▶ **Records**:
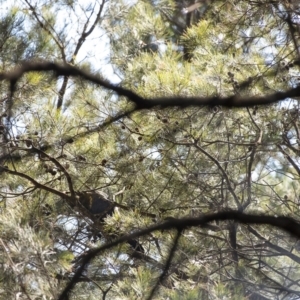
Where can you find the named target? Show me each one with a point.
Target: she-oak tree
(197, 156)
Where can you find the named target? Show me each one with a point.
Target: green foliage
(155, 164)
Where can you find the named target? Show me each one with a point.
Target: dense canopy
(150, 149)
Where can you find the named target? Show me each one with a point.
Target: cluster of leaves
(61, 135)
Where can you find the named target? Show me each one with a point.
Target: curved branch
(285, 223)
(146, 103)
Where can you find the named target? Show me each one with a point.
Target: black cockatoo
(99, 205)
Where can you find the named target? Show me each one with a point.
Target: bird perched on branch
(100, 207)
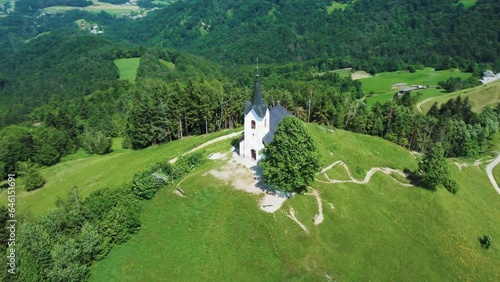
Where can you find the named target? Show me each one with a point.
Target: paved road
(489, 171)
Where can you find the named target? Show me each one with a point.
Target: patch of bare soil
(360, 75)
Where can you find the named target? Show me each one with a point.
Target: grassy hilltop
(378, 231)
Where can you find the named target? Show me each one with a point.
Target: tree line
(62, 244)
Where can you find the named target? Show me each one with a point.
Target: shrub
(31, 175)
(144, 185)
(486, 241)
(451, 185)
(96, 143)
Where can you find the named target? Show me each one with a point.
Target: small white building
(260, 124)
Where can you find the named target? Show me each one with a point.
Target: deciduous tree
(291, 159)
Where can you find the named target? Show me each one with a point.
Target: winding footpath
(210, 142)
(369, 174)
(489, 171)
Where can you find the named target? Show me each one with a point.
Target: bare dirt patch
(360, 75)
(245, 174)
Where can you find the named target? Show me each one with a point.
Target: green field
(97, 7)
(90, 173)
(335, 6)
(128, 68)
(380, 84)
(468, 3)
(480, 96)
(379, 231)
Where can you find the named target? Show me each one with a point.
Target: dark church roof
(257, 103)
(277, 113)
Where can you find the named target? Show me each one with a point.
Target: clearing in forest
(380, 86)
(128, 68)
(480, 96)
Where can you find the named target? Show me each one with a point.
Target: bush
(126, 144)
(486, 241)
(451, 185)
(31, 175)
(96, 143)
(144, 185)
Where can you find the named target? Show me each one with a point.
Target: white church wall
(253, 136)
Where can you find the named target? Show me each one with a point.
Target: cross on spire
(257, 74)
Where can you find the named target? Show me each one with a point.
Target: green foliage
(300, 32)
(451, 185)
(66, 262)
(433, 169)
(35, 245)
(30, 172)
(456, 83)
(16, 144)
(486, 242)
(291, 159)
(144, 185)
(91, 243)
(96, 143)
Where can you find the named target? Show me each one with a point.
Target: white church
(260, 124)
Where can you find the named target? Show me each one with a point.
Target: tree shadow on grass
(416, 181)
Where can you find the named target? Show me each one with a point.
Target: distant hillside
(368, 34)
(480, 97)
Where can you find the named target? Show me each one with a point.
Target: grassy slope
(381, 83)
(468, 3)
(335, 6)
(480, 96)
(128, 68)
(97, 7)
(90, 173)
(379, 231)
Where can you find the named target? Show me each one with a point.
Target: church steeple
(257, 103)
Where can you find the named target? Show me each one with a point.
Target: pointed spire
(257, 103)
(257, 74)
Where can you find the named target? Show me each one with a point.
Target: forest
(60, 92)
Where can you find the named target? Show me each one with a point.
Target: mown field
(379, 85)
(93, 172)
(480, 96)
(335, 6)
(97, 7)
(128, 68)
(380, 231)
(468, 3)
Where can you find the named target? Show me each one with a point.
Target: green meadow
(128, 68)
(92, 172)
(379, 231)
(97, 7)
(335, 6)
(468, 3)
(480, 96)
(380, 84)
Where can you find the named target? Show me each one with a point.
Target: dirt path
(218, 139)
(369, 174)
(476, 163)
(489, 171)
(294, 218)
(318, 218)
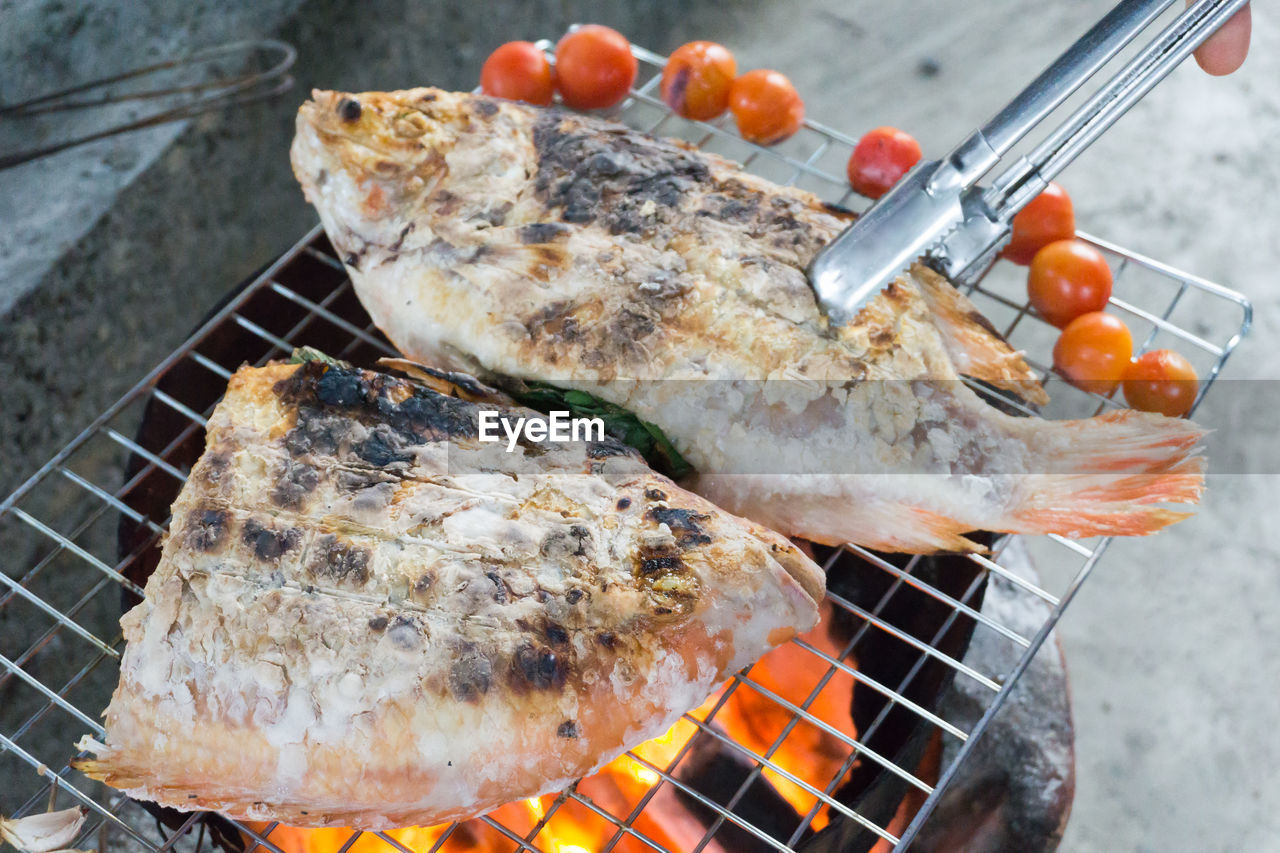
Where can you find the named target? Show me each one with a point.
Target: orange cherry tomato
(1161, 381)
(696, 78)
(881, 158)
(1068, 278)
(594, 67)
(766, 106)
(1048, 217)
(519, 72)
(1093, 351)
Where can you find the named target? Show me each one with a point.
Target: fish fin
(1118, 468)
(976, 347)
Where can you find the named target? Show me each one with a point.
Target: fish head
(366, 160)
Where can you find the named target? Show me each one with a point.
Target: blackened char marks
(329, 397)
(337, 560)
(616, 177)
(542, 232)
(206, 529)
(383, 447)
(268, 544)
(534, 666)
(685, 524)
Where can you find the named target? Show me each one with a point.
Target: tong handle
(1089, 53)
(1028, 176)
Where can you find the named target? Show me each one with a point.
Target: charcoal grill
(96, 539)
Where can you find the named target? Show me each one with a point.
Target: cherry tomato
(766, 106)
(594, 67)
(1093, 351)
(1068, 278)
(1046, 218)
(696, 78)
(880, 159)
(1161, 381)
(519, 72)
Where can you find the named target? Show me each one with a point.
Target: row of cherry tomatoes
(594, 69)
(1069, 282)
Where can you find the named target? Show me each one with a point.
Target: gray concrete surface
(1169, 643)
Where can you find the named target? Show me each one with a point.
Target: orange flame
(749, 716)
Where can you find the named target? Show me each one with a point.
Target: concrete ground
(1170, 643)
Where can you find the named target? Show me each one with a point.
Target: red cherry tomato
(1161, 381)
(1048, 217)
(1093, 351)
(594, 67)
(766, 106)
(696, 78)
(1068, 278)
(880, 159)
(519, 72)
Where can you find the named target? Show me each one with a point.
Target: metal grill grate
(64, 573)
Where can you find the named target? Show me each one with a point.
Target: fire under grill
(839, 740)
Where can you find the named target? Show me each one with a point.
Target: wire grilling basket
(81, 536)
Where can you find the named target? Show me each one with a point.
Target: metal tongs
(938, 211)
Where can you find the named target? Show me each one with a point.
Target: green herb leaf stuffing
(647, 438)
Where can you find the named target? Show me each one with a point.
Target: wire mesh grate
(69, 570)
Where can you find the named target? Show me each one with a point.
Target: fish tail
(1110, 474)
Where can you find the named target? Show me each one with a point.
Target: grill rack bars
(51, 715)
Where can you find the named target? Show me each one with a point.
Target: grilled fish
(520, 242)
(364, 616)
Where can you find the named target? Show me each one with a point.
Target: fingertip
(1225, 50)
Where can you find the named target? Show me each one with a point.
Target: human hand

▶ **GIVEN INSTRUCTION**: Show every line of the listing above that contains the word "green", copying each line in full. Case matters.

▶ **CORRECT RESULT**:
Target: green foliage
Target: green field
Target: green foliage
Target: green meadow
Target: green herb leaf stuffing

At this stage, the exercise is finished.